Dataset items
________________________

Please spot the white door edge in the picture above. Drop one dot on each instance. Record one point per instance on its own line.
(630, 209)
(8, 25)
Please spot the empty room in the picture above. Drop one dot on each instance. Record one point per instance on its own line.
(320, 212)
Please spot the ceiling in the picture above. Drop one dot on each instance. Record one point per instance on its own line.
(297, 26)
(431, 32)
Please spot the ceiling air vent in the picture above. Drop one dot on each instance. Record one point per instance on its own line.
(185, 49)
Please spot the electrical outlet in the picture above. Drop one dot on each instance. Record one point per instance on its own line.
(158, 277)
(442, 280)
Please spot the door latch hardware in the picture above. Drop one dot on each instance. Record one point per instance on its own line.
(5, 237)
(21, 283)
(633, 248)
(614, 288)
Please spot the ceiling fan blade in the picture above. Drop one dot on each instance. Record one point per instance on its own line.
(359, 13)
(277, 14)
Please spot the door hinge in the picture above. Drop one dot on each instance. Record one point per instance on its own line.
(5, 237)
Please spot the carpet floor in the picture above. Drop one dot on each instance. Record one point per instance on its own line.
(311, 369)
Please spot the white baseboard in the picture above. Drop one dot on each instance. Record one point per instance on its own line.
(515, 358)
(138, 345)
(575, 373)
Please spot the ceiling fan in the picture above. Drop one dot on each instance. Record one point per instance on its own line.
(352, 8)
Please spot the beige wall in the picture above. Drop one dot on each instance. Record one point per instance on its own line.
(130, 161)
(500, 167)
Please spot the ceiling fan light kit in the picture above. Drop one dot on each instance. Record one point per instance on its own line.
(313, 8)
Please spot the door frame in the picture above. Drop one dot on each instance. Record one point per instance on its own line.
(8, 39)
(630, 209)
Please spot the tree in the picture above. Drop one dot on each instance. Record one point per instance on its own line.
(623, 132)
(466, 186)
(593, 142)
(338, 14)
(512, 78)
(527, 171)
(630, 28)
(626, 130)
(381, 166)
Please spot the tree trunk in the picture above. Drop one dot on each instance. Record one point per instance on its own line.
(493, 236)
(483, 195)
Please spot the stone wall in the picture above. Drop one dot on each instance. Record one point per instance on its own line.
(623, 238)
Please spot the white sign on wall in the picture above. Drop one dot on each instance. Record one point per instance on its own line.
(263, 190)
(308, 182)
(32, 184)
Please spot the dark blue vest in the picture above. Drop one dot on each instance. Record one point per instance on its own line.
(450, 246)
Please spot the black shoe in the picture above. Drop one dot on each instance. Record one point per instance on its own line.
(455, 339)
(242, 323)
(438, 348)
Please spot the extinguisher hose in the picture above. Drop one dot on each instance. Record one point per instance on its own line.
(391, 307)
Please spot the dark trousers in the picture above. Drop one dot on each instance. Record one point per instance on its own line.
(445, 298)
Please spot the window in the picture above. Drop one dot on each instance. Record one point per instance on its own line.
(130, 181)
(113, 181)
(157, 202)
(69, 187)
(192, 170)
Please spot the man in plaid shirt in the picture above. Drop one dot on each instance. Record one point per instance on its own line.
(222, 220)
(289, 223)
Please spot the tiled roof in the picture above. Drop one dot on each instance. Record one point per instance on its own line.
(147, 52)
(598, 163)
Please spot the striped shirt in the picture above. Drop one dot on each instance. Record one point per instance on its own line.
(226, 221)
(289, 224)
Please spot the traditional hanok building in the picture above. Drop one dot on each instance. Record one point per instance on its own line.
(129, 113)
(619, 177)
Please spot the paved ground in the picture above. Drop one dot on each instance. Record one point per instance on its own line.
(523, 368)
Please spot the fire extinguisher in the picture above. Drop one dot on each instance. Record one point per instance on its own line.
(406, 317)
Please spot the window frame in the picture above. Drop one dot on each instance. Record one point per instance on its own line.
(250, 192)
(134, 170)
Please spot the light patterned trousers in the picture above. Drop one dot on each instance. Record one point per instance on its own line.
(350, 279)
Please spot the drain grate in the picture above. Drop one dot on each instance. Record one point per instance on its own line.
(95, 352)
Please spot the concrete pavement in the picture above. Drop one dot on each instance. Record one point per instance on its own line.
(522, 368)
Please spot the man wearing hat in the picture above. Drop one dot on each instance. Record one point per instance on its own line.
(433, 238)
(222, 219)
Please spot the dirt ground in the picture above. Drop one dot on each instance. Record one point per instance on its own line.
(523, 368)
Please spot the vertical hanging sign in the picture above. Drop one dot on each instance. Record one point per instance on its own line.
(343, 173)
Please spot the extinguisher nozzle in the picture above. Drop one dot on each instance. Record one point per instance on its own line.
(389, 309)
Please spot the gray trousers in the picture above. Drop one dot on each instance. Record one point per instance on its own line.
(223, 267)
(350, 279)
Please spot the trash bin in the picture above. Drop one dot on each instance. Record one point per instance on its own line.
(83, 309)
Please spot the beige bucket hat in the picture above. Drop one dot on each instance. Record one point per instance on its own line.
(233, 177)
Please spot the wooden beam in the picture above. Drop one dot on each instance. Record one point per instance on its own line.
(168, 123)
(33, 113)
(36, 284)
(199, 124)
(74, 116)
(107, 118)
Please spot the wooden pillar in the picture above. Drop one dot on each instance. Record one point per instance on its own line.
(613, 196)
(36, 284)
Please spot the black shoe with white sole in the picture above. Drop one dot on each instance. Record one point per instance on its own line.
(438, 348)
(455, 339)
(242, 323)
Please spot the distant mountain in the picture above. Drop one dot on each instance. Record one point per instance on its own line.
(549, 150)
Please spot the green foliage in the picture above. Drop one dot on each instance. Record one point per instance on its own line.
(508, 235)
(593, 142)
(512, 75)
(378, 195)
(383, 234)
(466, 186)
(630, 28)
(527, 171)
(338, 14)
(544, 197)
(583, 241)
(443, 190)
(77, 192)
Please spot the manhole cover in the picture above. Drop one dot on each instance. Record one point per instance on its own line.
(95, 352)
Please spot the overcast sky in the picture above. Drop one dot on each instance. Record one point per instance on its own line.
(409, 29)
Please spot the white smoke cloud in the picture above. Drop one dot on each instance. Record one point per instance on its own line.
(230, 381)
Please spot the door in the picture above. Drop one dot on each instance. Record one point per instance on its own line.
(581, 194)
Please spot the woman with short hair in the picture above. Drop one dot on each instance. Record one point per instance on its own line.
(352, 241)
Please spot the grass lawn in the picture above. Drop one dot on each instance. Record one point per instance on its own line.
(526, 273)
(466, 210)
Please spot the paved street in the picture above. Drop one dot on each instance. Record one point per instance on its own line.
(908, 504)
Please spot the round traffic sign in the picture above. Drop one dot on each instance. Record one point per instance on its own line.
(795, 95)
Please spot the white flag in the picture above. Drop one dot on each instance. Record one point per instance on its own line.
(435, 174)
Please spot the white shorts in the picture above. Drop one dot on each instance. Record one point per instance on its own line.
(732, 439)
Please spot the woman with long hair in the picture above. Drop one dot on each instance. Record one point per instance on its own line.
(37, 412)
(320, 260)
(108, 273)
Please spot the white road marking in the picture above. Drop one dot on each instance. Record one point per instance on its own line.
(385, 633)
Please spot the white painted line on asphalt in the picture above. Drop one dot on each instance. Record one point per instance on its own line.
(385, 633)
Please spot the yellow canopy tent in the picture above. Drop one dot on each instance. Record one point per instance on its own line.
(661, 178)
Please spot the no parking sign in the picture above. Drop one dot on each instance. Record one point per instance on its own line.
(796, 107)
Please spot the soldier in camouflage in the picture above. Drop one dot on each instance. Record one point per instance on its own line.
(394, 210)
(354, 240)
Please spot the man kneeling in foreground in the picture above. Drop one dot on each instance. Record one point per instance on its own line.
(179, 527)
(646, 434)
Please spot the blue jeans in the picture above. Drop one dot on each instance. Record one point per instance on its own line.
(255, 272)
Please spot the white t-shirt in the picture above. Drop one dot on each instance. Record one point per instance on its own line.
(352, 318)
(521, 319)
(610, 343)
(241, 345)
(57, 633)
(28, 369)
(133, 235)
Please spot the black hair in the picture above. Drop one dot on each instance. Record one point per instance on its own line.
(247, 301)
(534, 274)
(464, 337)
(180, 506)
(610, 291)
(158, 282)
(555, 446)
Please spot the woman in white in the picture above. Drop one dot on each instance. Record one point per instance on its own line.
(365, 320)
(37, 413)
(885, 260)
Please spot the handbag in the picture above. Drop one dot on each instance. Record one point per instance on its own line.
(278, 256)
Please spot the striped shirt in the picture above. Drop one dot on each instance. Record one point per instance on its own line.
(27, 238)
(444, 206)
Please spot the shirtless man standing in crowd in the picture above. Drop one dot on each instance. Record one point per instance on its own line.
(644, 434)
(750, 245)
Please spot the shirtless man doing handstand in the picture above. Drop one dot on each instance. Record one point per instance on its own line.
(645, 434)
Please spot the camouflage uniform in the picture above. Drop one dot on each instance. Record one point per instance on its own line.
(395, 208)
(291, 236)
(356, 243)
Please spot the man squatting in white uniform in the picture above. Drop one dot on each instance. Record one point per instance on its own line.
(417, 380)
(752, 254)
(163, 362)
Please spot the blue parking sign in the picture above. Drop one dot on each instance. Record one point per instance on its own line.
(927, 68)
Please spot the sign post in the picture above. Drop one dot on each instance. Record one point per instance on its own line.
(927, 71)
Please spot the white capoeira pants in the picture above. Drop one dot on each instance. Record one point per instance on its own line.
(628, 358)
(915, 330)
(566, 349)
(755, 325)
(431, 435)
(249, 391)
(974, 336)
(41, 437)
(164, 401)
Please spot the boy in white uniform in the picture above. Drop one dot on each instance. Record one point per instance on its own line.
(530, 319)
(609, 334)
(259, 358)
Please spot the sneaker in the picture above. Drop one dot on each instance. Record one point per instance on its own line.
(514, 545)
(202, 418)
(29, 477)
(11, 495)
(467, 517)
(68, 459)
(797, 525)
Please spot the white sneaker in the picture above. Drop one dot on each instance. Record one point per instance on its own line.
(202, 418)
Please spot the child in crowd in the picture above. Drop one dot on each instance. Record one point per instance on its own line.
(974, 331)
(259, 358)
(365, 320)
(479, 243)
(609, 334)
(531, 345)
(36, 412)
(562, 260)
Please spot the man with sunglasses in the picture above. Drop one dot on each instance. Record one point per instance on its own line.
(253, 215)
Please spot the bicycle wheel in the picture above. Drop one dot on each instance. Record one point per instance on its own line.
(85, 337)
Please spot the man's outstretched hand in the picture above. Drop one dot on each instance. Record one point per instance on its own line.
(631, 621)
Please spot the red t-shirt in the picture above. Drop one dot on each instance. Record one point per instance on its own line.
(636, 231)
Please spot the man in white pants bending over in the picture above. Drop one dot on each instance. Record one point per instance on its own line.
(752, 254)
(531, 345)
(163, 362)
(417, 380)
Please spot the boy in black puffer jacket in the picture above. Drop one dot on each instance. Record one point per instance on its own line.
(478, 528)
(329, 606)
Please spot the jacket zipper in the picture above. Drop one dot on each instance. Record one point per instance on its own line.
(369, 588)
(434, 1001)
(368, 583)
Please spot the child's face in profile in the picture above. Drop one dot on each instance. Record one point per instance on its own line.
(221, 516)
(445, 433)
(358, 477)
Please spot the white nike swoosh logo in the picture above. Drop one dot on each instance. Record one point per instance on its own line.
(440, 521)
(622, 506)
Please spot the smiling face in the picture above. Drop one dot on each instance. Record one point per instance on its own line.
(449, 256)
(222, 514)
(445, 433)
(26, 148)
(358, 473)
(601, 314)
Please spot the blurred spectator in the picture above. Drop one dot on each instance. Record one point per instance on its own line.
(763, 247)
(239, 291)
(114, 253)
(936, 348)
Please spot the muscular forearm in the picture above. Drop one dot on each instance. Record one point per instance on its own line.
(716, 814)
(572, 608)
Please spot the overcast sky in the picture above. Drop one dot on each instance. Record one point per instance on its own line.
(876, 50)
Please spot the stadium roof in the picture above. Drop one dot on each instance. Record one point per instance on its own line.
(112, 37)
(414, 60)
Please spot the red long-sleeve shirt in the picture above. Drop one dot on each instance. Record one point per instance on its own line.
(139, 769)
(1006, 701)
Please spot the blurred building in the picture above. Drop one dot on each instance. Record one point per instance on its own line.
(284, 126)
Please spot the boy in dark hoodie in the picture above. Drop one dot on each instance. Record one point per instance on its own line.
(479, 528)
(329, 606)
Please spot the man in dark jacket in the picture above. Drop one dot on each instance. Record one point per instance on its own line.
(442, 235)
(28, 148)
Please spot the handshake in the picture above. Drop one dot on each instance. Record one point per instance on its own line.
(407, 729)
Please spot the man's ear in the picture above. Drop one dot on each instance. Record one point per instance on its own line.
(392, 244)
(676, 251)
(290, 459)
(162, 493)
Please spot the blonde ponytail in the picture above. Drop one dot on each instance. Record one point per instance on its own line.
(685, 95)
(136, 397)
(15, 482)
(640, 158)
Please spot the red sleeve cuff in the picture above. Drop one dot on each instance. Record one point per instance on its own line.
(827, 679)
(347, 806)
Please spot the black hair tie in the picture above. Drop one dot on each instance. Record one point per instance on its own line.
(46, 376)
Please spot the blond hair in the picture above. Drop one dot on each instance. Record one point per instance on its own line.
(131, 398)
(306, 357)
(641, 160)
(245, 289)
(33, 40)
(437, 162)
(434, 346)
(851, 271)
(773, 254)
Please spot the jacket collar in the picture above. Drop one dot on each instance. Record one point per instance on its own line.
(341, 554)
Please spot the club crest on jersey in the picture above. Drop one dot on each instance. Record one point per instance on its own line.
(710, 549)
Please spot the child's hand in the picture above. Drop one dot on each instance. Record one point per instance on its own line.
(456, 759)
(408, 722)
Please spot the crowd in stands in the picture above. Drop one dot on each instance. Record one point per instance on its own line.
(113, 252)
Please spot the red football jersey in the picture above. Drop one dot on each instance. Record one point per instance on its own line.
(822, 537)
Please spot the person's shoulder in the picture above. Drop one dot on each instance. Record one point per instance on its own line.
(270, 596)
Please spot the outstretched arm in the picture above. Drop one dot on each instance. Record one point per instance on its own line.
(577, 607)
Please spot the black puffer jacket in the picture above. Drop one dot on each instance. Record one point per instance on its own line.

________________________

Everything from the line containing "Please spot the red football" to the end of the data above should be quoted exactly, please, both ends included, and nothing outside that span.

Please spot the red football jersey in the picture above. Drop one dot on each instance. Record one point per instance on its own line.
(822, 537)
Please spot the person's shoulder in the picture above. Drop one dot on each instance. Record one point per instance on its own line.
(270, 596)
Please spot the outstretched arm in the picture above. Drop one dot on each instance. Record one point per instance on its own line.
(577, 607)
Please spot the black puffer jacket in the picture above. Drop one dot on each instance. Record one point per instance on its own line.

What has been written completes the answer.